#### [Records for the exercise]
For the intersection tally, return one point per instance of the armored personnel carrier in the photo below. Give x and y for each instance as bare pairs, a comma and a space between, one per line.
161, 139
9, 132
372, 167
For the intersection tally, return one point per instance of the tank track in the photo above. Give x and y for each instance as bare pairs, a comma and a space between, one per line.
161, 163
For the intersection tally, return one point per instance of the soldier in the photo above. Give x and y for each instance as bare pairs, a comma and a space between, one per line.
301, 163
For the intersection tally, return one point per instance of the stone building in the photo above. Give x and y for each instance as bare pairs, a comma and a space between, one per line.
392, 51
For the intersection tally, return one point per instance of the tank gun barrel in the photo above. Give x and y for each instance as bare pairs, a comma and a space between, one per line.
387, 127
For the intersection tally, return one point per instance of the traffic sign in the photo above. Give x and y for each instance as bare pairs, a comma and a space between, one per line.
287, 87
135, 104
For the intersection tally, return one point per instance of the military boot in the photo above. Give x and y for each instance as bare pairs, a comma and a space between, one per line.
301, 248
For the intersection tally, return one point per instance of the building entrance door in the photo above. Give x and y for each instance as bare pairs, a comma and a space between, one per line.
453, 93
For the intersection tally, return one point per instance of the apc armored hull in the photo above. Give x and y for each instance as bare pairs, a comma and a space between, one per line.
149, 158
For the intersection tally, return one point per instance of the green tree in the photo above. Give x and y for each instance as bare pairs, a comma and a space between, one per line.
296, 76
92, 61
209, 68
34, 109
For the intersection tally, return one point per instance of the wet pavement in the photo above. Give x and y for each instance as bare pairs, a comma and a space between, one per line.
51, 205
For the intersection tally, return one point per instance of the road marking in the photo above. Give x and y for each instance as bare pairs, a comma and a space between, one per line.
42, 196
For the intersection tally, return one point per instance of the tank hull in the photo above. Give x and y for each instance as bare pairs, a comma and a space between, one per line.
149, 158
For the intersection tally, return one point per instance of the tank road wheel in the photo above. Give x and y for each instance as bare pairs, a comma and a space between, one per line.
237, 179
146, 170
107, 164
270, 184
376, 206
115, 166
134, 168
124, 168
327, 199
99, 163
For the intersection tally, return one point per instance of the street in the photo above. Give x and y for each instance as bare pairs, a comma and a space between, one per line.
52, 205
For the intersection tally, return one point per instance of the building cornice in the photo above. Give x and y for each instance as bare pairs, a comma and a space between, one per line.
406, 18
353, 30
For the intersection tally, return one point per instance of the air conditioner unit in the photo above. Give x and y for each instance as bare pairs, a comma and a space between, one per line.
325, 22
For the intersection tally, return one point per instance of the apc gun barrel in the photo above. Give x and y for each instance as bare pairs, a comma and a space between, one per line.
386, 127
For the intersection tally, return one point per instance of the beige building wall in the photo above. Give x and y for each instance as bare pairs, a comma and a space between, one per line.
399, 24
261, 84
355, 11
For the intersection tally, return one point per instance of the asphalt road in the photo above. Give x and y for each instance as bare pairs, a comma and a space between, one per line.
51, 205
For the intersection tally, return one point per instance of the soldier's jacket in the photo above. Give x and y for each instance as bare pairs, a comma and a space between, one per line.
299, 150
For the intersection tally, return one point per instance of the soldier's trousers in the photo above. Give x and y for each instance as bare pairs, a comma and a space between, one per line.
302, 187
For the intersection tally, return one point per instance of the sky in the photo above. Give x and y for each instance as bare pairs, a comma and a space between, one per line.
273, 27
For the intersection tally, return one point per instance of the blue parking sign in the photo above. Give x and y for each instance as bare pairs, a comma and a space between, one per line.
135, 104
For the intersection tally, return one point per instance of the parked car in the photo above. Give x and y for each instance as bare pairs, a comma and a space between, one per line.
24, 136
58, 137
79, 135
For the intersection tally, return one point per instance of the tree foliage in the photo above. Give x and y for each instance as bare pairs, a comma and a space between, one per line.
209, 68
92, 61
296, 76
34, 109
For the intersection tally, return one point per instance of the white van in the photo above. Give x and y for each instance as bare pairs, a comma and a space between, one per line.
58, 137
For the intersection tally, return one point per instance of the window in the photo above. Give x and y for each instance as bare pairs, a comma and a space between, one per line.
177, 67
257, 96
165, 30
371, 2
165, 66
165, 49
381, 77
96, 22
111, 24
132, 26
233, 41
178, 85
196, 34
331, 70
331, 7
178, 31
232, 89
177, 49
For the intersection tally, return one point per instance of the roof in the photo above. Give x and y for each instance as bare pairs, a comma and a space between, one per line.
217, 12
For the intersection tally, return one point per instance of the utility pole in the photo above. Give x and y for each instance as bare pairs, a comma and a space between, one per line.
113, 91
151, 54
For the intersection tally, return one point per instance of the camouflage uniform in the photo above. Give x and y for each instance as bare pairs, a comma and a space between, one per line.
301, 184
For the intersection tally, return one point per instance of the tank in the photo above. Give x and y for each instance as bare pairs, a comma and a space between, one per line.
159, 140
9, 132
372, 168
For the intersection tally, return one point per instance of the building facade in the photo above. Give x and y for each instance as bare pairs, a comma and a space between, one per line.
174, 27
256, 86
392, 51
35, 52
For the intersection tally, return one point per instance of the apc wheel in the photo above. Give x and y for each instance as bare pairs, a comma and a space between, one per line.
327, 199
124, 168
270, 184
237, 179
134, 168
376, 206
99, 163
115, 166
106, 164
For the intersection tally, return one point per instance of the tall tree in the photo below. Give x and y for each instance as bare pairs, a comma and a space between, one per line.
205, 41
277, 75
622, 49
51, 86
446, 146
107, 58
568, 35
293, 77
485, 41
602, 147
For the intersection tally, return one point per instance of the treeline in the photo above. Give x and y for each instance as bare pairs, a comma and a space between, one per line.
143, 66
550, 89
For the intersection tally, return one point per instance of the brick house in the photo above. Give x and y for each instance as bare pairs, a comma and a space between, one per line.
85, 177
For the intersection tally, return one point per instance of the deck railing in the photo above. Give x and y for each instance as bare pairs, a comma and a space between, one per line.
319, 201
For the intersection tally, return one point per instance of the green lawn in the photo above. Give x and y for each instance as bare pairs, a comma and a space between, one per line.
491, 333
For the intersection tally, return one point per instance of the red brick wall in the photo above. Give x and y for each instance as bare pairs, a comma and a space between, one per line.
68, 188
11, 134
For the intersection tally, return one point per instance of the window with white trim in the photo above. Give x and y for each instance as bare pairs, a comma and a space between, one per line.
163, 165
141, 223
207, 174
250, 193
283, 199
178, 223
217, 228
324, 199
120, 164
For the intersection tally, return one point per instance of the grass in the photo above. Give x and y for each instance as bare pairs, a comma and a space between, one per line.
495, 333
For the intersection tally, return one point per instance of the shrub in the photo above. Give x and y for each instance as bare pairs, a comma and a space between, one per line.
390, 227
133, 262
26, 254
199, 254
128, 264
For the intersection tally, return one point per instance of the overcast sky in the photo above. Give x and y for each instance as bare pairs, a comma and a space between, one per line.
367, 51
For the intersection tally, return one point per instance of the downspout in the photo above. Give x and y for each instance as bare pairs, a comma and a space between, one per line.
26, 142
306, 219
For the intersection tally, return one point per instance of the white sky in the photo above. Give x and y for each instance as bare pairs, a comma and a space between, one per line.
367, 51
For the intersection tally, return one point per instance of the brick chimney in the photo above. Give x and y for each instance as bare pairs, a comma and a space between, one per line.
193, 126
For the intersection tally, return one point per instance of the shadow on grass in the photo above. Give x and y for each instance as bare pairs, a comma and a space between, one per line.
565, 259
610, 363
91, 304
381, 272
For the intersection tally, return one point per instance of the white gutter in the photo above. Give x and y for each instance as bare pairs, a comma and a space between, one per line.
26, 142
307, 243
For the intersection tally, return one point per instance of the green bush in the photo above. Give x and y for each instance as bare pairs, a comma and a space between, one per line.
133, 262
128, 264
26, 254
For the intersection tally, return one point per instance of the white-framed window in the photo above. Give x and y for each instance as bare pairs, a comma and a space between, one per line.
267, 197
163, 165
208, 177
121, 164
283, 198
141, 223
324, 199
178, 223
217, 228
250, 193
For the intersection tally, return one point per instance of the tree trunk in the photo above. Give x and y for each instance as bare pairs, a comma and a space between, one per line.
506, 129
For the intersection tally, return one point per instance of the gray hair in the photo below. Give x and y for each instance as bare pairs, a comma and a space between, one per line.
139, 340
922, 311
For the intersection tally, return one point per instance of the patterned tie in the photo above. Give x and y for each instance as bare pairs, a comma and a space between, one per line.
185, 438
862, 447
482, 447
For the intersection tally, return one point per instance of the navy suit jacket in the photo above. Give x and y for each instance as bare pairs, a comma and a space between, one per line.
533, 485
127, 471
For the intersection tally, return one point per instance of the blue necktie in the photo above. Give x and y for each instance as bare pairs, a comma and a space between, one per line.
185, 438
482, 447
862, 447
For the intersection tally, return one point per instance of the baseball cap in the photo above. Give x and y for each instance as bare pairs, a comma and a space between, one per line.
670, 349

* * *

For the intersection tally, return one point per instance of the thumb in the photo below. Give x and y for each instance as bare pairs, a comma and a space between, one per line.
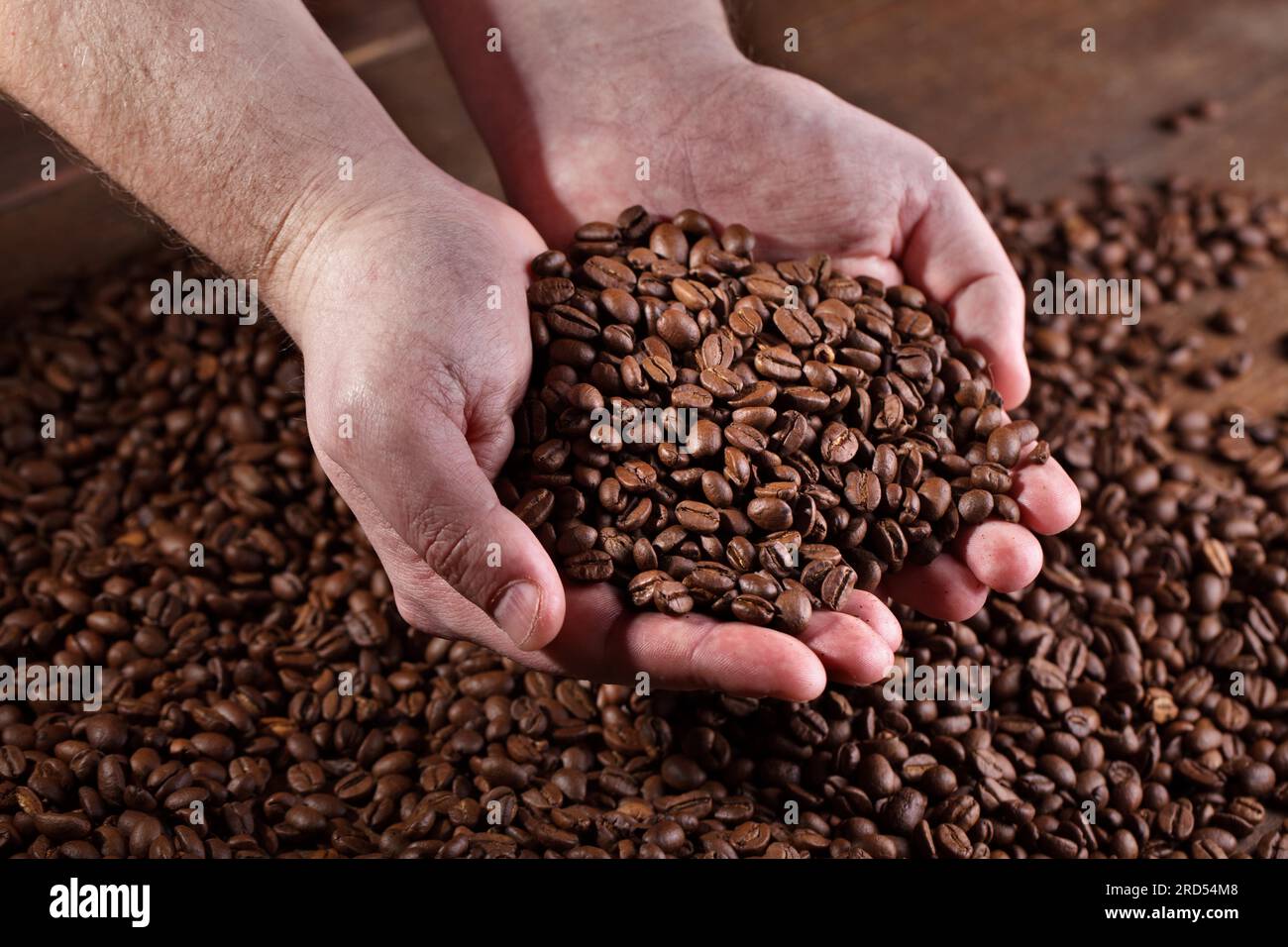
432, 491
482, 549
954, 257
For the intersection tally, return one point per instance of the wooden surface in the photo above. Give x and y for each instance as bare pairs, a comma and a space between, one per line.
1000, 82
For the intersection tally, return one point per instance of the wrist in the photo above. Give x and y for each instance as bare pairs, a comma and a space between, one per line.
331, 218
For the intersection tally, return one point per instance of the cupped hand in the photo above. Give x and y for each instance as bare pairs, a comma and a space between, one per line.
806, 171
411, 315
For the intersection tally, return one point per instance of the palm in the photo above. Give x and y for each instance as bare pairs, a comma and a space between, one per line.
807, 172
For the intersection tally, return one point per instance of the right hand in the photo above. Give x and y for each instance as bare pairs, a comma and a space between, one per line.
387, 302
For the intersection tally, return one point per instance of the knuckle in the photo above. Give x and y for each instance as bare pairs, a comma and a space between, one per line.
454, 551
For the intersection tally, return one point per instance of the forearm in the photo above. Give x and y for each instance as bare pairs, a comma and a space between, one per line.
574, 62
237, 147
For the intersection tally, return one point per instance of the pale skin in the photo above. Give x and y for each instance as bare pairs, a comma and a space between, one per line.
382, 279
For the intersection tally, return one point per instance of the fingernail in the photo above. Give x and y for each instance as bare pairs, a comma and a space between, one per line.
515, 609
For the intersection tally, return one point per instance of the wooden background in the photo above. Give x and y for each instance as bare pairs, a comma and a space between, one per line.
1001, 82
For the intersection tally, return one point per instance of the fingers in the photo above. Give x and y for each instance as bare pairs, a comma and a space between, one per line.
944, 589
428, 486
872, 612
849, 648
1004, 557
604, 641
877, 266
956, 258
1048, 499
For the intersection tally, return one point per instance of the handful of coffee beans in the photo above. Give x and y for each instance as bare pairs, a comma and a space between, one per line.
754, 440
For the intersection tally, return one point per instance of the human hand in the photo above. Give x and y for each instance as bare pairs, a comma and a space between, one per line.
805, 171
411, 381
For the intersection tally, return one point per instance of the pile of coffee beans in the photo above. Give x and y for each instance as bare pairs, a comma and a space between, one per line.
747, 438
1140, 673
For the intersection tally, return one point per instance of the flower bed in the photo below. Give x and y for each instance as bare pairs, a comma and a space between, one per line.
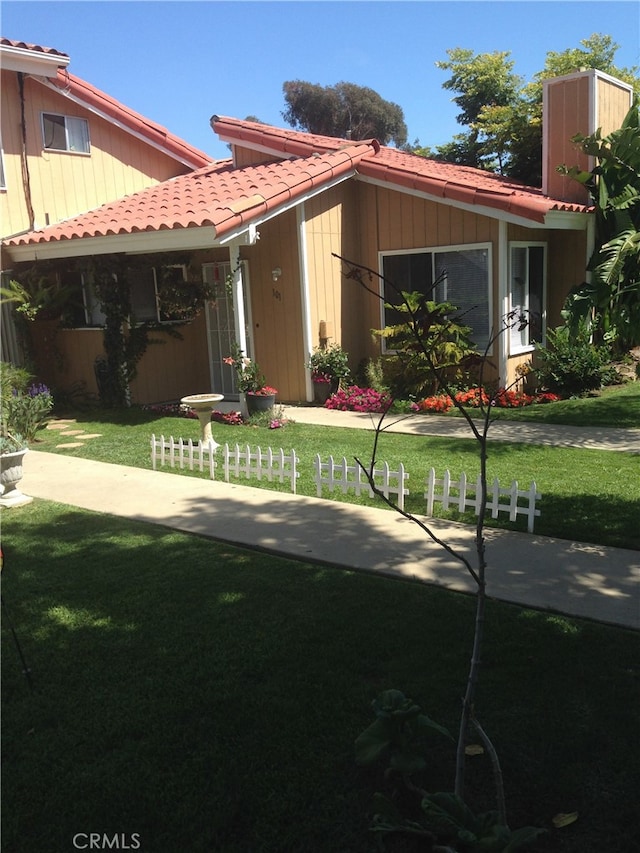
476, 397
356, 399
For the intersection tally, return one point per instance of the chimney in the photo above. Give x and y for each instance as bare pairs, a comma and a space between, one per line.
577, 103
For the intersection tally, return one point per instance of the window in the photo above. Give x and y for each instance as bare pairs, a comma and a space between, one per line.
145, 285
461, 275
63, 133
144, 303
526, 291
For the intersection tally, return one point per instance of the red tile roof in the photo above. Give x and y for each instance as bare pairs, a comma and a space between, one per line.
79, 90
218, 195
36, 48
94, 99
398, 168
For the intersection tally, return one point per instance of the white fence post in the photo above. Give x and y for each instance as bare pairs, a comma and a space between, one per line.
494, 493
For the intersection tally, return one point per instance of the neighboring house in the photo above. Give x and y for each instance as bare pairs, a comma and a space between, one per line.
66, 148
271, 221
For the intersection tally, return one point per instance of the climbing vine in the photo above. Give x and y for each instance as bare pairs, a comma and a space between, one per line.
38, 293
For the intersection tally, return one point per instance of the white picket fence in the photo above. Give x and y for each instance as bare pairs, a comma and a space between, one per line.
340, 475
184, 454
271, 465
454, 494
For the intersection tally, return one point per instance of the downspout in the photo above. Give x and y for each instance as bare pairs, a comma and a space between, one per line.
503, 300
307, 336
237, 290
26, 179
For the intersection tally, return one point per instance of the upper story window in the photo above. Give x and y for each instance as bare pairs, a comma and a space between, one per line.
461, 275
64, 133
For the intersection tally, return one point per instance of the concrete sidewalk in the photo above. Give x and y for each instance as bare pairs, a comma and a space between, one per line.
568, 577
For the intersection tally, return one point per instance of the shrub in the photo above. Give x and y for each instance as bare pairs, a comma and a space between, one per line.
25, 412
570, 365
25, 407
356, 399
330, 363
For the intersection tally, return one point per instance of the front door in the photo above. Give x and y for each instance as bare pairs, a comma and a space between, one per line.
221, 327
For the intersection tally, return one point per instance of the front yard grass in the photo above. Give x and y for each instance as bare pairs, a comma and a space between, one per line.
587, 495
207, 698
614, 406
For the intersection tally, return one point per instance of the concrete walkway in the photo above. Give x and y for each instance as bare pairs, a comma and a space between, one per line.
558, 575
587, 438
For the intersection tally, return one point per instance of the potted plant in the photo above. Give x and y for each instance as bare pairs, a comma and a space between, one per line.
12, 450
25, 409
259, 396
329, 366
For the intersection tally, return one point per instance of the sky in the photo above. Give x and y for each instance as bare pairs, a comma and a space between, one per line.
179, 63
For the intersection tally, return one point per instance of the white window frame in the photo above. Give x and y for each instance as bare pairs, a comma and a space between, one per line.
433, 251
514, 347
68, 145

==

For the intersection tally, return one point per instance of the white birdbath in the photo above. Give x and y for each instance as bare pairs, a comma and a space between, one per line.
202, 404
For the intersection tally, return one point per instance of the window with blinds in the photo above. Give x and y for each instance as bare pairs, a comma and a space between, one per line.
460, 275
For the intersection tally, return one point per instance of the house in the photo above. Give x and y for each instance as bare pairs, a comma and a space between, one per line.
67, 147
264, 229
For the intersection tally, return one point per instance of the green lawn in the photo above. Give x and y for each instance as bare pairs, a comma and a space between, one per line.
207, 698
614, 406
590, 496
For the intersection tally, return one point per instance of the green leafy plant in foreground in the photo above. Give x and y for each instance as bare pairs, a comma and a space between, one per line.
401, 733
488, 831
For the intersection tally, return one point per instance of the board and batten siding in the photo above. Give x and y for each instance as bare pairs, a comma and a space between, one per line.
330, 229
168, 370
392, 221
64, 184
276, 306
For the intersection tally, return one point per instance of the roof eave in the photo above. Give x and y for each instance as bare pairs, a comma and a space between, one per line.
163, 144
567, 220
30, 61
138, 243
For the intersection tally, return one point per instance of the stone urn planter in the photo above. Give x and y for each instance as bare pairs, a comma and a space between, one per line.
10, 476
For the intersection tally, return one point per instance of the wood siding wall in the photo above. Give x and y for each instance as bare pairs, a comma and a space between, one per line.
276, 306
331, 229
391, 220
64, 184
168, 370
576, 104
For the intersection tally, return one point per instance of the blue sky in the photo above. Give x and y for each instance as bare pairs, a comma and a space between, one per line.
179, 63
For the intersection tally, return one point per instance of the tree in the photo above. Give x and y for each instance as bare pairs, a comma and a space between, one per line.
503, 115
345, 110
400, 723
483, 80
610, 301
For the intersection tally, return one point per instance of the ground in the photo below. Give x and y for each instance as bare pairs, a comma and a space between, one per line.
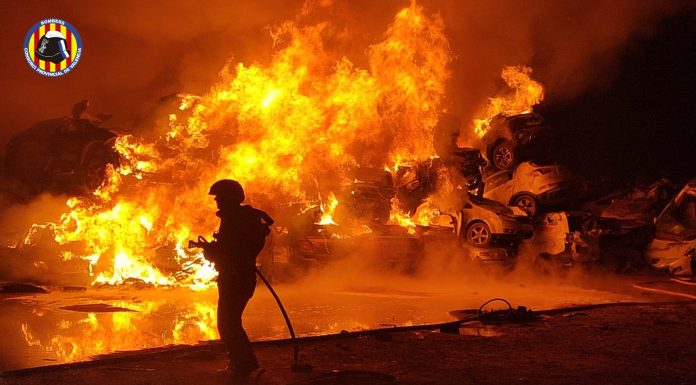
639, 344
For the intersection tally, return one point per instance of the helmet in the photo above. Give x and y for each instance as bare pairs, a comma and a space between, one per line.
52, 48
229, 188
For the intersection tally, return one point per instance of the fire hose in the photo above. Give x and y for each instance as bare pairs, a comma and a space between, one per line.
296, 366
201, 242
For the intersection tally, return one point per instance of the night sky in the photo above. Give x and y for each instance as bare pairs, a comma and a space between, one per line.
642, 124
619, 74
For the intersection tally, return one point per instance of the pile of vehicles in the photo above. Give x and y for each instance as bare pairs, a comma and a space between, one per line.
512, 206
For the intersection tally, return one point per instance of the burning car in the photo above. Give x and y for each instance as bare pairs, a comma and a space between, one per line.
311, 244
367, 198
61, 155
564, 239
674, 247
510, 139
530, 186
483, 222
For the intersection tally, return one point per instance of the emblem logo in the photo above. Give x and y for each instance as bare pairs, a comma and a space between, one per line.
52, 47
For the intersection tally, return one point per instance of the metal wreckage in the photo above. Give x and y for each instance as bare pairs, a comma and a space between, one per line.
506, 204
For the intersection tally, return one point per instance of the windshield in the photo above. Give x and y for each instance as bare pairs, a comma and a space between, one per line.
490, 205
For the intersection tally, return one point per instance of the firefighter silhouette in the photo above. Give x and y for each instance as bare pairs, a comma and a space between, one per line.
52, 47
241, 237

#### [Your objective]
Identify each line in the rows above that contains the word "carrier". Copy every such line in full.

#### [Problem solution]
For the intersection tally, return one point per instance of the armored personnel carrier in the photo below. Give x and y for each instance as bare pairs, a comma and a space between, one per line.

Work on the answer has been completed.